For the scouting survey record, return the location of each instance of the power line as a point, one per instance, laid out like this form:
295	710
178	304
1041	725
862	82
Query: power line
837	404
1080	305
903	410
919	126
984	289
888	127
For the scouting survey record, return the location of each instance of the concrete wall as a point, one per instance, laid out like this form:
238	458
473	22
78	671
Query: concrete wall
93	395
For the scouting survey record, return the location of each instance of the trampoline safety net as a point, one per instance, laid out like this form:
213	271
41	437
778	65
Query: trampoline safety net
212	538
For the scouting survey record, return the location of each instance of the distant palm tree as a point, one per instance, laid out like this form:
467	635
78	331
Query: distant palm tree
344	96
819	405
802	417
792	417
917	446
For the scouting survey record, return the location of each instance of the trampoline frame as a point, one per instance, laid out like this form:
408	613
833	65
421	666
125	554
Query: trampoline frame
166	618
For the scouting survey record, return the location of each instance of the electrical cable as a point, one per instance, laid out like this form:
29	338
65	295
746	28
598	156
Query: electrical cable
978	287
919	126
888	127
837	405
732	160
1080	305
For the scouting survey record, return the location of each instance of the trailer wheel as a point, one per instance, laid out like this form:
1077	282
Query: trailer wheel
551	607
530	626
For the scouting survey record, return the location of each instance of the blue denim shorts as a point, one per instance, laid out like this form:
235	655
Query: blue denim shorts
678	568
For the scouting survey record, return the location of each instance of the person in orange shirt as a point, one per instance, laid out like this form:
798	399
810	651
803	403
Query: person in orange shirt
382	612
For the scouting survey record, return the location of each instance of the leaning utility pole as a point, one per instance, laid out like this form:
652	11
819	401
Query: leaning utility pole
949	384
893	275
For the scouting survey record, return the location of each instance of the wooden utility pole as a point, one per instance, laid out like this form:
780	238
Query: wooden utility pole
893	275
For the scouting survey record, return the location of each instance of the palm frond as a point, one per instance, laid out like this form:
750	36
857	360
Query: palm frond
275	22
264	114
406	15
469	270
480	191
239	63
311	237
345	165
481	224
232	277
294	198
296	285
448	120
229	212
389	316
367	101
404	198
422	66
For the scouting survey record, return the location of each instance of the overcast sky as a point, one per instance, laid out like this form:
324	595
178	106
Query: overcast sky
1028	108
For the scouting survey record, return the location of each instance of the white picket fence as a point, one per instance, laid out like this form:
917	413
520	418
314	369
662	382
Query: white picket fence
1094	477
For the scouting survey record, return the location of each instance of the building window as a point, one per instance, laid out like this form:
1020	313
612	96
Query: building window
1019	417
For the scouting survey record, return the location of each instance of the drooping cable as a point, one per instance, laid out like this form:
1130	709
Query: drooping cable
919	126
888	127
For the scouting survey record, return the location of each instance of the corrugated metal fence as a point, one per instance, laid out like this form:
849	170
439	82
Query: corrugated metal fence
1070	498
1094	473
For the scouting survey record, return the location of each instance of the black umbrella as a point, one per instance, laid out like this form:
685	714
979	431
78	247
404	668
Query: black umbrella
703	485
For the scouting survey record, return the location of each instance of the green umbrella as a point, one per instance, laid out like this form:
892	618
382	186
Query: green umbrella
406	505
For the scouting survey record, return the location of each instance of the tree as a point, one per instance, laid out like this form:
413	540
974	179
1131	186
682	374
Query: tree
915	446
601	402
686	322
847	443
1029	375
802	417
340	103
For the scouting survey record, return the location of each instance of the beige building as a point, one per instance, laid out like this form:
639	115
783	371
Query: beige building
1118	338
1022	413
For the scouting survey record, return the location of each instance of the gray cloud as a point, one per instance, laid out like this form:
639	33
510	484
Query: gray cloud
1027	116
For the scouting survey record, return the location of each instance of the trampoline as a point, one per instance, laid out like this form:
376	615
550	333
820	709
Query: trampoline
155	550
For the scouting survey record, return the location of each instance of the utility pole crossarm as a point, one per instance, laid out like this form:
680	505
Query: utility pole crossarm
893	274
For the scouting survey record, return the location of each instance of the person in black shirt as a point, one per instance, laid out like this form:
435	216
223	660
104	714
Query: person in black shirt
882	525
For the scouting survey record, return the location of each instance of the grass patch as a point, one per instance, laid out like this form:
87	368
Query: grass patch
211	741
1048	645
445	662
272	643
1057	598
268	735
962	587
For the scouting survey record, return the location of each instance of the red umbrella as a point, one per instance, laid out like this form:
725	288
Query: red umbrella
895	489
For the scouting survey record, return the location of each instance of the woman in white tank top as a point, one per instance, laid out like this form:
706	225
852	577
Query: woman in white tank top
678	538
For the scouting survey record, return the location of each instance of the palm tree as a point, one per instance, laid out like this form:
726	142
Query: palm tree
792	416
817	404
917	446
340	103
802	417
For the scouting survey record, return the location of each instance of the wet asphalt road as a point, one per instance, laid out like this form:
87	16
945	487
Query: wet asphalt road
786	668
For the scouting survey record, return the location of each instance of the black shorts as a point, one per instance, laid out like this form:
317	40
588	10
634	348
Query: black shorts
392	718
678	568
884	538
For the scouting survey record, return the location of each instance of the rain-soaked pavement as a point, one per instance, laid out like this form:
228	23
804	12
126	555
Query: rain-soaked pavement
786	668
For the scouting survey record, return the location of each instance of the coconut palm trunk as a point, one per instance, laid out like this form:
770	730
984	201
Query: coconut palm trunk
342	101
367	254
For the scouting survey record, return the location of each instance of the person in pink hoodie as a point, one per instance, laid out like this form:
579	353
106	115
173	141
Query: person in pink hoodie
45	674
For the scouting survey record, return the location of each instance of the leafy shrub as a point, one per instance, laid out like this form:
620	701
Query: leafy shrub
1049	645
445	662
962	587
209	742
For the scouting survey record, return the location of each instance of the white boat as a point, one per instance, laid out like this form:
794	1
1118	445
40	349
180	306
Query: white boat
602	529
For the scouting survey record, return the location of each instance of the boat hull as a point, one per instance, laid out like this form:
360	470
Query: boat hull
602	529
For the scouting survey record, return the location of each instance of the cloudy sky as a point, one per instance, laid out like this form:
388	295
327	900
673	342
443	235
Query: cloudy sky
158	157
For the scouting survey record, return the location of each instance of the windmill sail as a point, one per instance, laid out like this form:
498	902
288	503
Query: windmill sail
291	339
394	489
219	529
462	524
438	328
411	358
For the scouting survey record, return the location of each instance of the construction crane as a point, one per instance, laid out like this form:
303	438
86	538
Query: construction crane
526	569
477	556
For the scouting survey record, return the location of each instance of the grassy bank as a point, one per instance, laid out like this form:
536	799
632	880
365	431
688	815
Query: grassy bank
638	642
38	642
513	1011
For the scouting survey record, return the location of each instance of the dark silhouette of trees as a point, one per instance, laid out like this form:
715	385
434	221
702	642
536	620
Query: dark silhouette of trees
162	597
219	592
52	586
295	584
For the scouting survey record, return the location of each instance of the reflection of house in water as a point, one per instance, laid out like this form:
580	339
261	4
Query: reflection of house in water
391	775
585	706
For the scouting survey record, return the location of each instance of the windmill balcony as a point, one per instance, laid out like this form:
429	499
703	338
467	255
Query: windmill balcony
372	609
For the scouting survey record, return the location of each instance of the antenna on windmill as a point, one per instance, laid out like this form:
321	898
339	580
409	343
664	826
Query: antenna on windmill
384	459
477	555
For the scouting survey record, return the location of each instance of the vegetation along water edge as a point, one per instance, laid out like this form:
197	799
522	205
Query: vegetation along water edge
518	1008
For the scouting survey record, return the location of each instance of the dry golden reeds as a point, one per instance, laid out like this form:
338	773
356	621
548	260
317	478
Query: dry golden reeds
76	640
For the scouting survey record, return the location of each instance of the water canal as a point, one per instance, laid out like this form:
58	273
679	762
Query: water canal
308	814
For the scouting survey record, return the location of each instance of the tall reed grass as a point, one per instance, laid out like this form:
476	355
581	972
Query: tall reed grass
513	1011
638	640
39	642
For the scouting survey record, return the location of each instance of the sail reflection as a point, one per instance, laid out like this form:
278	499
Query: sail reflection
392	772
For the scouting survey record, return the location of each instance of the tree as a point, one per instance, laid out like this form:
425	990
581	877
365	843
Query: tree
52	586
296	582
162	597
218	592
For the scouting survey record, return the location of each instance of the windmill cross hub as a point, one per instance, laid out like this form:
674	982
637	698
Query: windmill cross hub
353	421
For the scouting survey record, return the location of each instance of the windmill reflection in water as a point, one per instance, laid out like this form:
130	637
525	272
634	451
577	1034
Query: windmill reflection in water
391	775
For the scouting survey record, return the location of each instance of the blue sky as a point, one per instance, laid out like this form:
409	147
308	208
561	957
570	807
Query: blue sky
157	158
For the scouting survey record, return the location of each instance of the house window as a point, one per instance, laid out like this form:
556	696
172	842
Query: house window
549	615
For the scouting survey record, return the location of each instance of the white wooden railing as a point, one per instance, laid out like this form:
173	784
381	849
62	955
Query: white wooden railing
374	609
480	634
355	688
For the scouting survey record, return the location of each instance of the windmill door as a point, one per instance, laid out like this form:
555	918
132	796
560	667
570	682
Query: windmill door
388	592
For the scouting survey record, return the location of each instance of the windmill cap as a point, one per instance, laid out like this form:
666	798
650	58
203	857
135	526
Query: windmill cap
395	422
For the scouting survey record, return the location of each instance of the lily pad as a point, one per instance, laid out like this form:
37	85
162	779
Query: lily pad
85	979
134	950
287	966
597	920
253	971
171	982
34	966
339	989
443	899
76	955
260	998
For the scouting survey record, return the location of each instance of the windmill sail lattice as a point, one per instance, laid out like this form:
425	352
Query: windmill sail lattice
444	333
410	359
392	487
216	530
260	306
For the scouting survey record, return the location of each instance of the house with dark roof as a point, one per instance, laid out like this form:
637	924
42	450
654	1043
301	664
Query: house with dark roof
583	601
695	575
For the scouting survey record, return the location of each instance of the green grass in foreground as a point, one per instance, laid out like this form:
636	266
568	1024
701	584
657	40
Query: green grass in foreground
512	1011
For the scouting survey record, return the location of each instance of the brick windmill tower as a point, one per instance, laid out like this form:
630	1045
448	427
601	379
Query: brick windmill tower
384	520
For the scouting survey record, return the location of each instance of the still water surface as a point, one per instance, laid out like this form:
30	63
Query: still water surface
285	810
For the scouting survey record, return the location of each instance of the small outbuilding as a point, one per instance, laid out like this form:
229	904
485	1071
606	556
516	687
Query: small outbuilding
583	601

━━━━━━━━━━━━━━━━━━━━━━━━━━━━━━

Task requirements:
Your task is to reproduce exactly the lines from the one with "the windmill door" through the end of the listing. Both ends belong in the answer.

Answer to this problem:
For the scouting survey record, return the location of each instance of the windmill door as a point, one per instance, laid out like this form:
555	918
132	796
560	667
570	682
Query: windmill door
388	592
For the scouting survey record, return the location of each instance of the windmill cap as a point, one per instance, laid out like this form:
666	798
650	58
203	857
135	526
Query: windmill cap
395	422
For the scouting survey record, return the location of each instance of the lily pad as a point, one per instance, laid out like this form:
37	85
162	779
Query: lily pad
85	979
134	950
287	966
597	920
253	971
171	982
34	966
339	989
443	899
76	955
260	998
For the scouting survey record, return the location of each instance of the windmill sail lattice as a point, one per instance, laid out like this form:
425	352
Query: windmill sail lattice
444	333
410	359
392	487
216	530
260	306
For the scouting survey record, return the location of each instance of the house with dark roof as a point, one per instance, laid out like this form:
637	924
42	450
654	1043
301	664
Query: house with dark roof
583	601
695	575
For the scouting survey record, return the location of each instance of the green grass in foreground as a point, one per instance, laid out like this form:
636	266
568	1024
701	584
657	40
Query: green grass in foreground
512	1011
For the scouting survey record, return the location of each instance of the brick windmill tower as a point, one per instance, laid out like this form:
630	1045
448	427
601	379
Query: brick windmill tower
384	520
For the scouting survey record, return the location of each instance of the still water surface as a point, one per instance, laid out like this form:
30	63
Query: still water surface
285	810
For the scouting survey record, return the location of each instance of the small outbuilding as a point, one per instance, laid out like this form:
229	904
485	1071
606	556
516	687
Query: small outbuilding
583	601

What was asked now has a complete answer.